### INSTRUCTIONS TO FOLLOW
Return all lines from the listing below that include the word "positive".

### EXTRACTED DATA
□ □ □ □ □ □ □
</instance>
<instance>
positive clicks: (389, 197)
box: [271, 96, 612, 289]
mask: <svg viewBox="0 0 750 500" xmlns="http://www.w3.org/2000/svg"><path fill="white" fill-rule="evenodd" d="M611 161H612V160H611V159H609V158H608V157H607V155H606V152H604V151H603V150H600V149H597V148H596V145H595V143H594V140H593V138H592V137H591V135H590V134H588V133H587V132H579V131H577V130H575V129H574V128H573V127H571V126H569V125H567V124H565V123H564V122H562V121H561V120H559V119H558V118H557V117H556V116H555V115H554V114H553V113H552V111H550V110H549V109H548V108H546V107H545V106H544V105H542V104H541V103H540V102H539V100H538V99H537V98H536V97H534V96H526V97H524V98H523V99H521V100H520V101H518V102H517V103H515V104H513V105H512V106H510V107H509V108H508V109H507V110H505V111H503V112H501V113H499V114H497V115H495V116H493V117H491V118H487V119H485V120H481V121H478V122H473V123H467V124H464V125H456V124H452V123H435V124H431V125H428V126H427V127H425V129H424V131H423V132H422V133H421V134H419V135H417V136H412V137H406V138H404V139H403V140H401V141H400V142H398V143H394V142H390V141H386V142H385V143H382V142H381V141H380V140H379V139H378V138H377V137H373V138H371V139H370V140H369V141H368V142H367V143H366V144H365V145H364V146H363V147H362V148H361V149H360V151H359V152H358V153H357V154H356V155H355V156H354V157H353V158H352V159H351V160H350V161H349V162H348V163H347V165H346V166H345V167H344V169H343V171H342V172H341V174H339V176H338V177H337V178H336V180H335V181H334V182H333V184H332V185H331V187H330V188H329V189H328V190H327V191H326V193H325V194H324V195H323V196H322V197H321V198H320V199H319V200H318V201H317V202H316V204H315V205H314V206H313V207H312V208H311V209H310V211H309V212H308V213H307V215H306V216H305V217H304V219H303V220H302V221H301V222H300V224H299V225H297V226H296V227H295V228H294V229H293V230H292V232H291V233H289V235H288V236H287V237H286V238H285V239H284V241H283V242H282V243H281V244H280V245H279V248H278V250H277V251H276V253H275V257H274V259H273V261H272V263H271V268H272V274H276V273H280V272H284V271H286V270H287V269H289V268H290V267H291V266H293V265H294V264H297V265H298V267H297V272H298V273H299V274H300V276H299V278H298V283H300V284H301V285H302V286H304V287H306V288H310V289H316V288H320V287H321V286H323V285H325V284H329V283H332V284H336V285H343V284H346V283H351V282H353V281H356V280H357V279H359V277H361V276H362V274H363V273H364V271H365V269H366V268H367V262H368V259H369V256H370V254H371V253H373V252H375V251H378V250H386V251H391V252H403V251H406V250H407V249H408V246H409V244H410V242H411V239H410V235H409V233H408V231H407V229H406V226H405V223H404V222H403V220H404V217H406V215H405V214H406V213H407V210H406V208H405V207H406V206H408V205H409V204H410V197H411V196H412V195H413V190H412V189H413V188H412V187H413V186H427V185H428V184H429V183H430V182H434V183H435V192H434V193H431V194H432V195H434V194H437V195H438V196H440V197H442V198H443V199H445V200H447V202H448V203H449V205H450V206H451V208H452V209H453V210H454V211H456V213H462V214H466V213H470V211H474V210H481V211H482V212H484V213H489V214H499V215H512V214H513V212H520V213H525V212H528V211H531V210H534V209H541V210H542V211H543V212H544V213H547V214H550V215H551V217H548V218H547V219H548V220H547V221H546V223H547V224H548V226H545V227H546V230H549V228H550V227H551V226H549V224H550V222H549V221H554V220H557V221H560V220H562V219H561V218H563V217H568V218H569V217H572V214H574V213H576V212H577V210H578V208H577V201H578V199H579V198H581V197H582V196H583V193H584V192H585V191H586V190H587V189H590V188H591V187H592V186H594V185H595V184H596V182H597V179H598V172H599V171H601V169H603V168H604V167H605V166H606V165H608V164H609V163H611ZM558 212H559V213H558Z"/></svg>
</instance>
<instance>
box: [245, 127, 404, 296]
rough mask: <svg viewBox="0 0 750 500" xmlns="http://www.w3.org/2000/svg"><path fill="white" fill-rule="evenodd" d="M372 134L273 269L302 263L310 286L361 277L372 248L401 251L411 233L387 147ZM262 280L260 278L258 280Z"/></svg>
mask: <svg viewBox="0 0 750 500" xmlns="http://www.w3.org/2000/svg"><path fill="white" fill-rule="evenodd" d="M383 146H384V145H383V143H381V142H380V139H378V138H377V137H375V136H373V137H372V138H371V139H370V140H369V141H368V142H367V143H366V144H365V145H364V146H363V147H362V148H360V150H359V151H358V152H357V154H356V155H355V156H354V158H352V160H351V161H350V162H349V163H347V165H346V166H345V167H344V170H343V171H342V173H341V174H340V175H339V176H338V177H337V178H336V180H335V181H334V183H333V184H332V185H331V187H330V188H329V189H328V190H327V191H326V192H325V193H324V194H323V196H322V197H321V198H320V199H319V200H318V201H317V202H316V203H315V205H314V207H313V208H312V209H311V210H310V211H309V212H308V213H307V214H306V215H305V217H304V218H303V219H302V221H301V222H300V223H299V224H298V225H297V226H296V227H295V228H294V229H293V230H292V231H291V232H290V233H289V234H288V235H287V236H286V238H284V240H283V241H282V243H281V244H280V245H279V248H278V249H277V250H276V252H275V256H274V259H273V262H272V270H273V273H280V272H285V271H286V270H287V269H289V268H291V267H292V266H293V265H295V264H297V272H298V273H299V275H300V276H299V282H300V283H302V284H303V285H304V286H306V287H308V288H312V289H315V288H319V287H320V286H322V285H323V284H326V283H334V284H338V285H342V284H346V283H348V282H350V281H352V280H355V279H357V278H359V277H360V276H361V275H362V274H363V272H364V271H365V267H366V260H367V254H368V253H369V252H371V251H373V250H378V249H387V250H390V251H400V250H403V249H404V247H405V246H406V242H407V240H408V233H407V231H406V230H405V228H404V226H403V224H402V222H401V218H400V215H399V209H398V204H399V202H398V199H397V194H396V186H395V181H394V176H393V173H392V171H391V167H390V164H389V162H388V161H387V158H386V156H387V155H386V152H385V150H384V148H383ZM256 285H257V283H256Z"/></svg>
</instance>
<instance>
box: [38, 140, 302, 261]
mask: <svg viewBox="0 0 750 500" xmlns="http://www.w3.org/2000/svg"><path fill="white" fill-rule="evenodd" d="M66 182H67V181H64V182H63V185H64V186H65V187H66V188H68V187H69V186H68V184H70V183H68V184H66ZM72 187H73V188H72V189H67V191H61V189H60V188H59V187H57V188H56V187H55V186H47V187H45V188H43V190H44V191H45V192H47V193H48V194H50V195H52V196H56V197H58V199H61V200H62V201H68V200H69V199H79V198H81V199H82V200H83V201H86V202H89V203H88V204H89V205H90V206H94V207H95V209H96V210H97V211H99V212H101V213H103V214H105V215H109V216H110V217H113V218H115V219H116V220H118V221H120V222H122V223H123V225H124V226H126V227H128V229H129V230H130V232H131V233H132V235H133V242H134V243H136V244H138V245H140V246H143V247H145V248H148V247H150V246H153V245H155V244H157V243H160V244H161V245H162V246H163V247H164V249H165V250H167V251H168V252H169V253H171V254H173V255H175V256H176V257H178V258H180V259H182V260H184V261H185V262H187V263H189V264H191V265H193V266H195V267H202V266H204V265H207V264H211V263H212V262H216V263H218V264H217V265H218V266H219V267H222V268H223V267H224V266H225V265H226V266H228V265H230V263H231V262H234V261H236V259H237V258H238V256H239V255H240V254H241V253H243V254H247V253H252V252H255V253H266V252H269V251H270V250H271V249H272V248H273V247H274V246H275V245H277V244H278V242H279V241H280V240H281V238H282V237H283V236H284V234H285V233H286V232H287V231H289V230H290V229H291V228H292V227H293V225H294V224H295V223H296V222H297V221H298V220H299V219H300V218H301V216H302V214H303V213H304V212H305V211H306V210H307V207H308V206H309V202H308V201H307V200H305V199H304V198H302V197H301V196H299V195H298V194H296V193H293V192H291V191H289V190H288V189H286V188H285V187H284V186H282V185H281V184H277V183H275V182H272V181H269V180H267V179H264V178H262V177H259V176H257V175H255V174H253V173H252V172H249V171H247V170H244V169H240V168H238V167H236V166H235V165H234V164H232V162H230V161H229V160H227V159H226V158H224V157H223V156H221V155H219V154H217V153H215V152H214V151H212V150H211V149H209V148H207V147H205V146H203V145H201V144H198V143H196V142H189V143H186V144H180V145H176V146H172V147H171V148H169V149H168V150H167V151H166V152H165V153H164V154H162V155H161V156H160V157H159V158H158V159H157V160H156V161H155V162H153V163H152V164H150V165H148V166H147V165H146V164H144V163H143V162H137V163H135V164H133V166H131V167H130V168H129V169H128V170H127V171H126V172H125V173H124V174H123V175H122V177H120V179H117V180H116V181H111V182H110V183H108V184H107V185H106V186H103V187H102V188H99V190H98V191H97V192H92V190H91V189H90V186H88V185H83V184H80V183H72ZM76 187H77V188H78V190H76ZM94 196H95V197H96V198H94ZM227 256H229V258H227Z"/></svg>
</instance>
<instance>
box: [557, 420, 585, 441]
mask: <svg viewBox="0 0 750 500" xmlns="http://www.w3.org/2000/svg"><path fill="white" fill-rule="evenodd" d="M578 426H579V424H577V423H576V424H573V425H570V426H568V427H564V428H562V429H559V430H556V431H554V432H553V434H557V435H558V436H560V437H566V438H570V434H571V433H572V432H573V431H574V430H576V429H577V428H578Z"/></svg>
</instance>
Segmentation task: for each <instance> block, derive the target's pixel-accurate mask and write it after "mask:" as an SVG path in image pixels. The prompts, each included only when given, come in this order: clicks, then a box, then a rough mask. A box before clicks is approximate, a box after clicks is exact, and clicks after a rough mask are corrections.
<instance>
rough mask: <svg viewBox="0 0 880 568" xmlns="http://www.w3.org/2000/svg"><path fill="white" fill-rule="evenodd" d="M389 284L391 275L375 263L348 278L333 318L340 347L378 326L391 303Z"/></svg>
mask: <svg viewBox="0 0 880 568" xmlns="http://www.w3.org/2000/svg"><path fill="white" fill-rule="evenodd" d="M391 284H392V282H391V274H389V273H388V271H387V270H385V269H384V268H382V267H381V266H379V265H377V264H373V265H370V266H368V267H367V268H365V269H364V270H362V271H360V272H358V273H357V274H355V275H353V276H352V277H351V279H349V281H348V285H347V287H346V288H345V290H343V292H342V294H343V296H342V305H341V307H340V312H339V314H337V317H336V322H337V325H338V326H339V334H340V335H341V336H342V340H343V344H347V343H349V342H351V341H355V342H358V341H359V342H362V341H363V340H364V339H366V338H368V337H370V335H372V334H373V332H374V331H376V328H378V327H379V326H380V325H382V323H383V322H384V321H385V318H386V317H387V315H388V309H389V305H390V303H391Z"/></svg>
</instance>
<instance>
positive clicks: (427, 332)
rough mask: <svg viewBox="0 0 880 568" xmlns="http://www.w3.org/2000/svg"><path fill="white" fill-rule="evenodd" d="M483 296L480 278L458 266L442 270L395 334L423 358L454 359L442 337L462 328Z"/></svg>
□ □ □ □ □ □ □
### RESPONSE
positive clicks: (389, 197)
positive clicks: (427, 332)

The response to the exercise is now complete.